▶ **Zitierter Abschnitt**:
• • • • • • •

Bild/Illu/Video: Steve Wenger

6000 feiern 20 Jahre Breitbild

Irgendetwas Magisches lag am Samstag in der Churer Luft. Irgendwie war es sogar gänzlich Unbeteiligten bewusst, dass in der Stadthalle am Abend Musikgeschichte geschrieben wird. Meine Frau und ich waren noch ein wenig unterwegs, um erste Weihnachtsgeschenke zu kaufen und uns auch ein wenig an das Klima zu gewöhnen nach den fünftägigen Ferien in Hurghada. Als wir gemeinsam mit Corina’s Kollegin Silvia Fausch in der Altstadt auf ihren Freund Stefan Brügger warteten, bestätigten sich meine Vorahnungen, denn wie aus dem Nichts stand plötzlich die Raplegende Milchmaa aka Goran Vulovic vor mir. Mit einem breiten Grinsen und sichtlich erfreut darüber, wieder einmal in seiner City umher zu schlendern, begrüsste er mich und wir sprachen kurz über das grosse Jubiläum am Abend, das Heimkommen und die Familie im Allgemeinen. Er, der selbst viel zu selten Musik veröffentlicht und inzwischen leider auch relativ selten auf der Bühne steht, erwähnte zwar, dass er fix auch dabei sein werde am Abend, liess mich aber im Dunkeln darüber, ob er dann auch auf der Bühne mitmischt. Keine zehn Minuten nach Gogo kam mir dann auch noch tatsächlich Andri Perl entgegen, bei dem ich nachfragte, wie nervös er denn schon sei. Er erklärte mir, dass er gerade versuche, nicht zu viel Zeit in geheizten Räumen zu verbringen und dadurch seine Stimme ein wenig zu schonen. Ich musste schmunzeln und empfahl ihm Tee zu trinken. Ich wünschte ihm beim Verabschieden noch gutes Gelingen und erklärte, wie fest ich mich auf den Abend freue. Irgendwie ist es schon lustig… Wenn ich alleine unterwegs bin, treffe ich eigentlich praktisch nie jemanden, aber wenn meine Frau dabei ist, kommen wir oft keine zehn Meter weit, ohne dass ich auf Leute treffe, die ich kenne und mit denen ich dann gut und gerne auch mal 20 Minuten plaudere. Dies passierte am Samstag glücklicherweise nicht draussen bei den kalten Temperaturen, sondern anschliessend als ich im Manor Dave von Tyte Stone traf, mit dem ich über ihr neues Buch und den im nächsten Jahr erscheinenden Jubiläumsfilm plauderte. Wir fuhren dann noch kurz nach Hause, machten uns schick und düsten um halb 8 nach Chur.

• • • • • • •

▶ **Datensatzauszüge**:
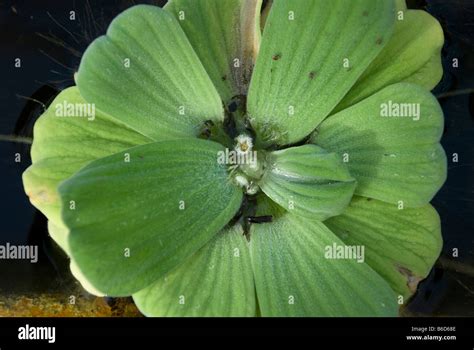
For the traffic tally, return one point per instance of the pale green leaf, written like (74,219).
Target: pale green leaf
(225,35)
(64,141)
(308,181)
(401,245)
(217,281)
(312,53)
(139,213)
(394,159)
(295,277)
(145,73)
(412,55)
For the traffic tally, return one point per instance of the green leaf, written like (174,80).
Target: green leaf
(221,32)
(59,233)
(401,245)
(63,144)
(302,72)
(294,277)
(145,73)
(412,55)
(308,181)
(216,281)
(394,159)
(133,221)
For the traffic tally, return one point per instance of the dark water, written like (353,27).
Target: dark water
(50,46)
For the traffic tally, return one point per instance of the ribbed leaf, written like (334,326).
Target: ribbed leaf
(225,35)
(308,181)
(312,53)
(394,159)
(145,73)
(401,245)
(412,55)
(216,281)
(293,277)
(132,222)
(64,141)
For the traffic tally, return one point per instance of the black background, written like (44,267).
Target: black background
(50,47)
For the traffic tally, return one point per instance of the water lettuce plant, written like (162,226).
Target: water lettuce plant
(240,162)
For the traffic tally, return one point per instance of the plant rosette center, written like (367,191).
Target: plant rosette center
(240,162)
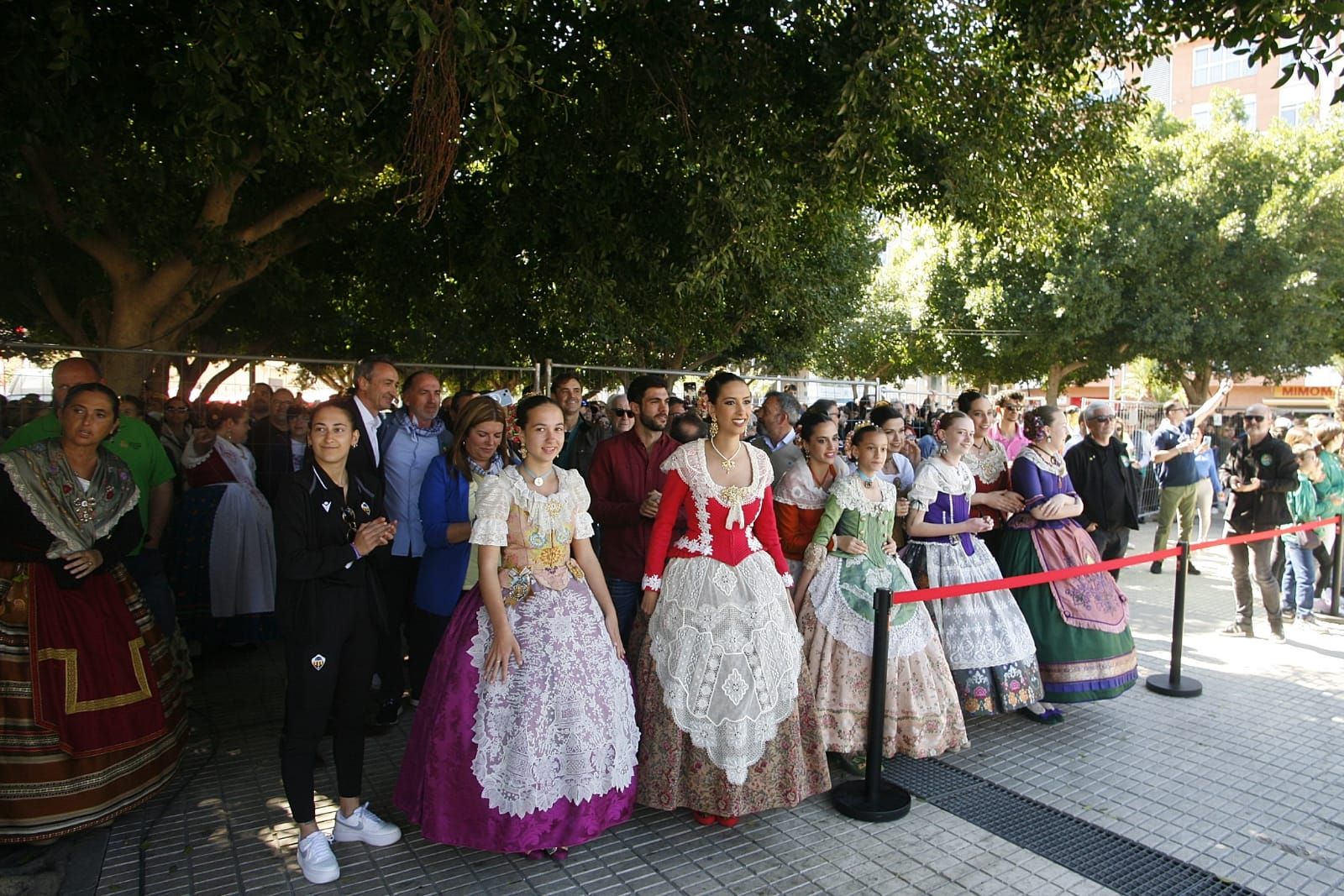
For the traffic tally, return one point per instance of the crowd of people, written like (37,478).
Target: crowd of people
(664,600)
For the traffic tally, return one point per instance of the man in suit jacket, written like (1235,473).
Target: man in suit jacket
(779,416)
(375,390)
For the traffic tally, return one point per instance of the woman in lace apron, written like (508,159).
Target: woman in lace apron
(92,718)
(803,490)
(837,618)
(725,700)
(228,512)
(524,739)
(1081,625)
(988,644)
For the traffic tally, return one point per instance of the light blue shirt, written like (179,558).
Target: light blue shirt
(407,457)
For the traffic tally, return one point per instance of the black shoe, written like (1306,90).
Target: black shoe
(389,712)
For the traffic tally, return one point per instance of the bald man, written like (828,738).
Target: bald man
(1258,472)
(138,445)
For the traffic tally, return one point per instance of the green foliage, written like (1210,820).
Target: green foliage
(644,183)
(1213,250)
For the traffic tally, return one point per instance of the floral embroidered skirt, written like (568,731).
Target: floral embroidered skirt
(1077,665)
(988,642)
(922,718)
(675,773)
(47,790)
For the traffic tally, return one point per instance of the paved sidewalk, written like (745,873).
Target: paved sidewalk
(1241,782)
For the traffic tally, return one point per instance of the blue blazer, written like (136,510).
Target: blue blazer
(444,566)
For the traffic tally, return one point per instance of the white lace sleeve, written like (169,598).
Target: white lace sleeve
(927,486)
(492,504)
(582,519)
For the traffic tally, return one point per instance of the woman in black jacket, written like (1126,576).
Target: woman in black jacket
(329,527)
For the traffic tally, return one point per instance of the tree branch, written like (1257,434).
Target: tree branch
(281,215)
(217,380)
(222,278)
(219,197)
(120,265)
(47,291)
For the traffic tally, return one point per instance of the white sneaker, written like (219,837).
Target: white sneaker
(318,860)
(363,826)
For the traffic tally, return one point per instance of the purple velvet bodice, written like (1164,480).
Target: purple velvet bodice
(949,510)
(1037,486)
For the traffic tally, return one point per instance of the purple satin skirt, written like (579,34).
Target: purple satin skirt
(437,789)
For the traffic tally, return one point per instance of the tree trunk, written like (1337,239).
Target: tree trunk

• • • • • • •

▶ **Zu erledigen**:
1. Wie viele Tage dauerten laut dem zitierten Abschnitt die Ferien in Hurghada?
2. Gib die Zeilen der Datensätze als Markdown-Tabelle mit den Spalten „Nr“ und „Zeile“ wieder und lass dabei Leerzeilen weg. Beginne bei der Zeile, die „written like (568,731).“ enthält, und höre mit dem Ende der Datensätze auf.

▶ **Antworten**:
1. Die Ferien in Hurghada dauerten fünf Tage.

2.
| Nr | Zeile |
|---|---|
| 1 | For the traffic tally, return one point per instance of the floral embroidered skirt, written like (568,731). |
| 2 | Target: floral embroidered skirt |
| 3 | (1077,665) |
| 4 | (988,642) |
| 5 | (922,718) |
| 6 | (675,773) |
| 7 | (47,790) |
| 8 | For the traffic tally, return one point per instance of the paved sidewalk, written like (745,873). |
| 9 | Target: paved sidewalk |
| 10 | (1241,782) |
| 11 | For the traffic tally, return one point per instance of the blue blazer, written like (136,510). |
| 12 | Target: blue blazer |
| 13 | (444,566) |
| 14 | For the traffic tally, return one point per instance of the white lace sleeve, written like (169,598). |
| 15 | Target: white lace sleeve |
| 16 | (927,486) |
| 17 | (492,504) |
| 18 | (582,519) |
| 19 | For the traffic tally, return one point per instance of the woman in black jacket, written like (1126,576). |
| 20 | Target: woman in black jacket |
| 21 | (329,527) |
| 22 | For the traffic tally, return one point per instance of the tree branch, written like (1257,434). |
| 23 | Target: tree branch |
| 24 | (281,215) |
| 25 | (217,380) |
| 26 | (222,278) |
| 27 | (219,197) |
| 28 | (120,265) |
| 29 | (47,291) |
| 30 | For the traffic tally, return one point per instance of the white sneaker, written like (219,837). |
| 31 | Target: white sneaker |
| 32 | (318,860) |
| 33 | (363,826) |
| 34 | For the traffic tally, return one point per instance of the purple velvet bodice, written like (1164,480). |
| 35 | Target: purple velvet bodice |
| 36 | (949,510) |
| 37 | (1037,486) |
| 38 | For the traffic tally, return one point per instance of the purple satin skirt, written like (579,34). |
| 39 | Target: purple satin skirt |
| 40 | (437,789) |
| 41 | For the traffic tally, return one point per instance of the tree trunk, written like (1337,239). |
| 42 | Target: tree trunk |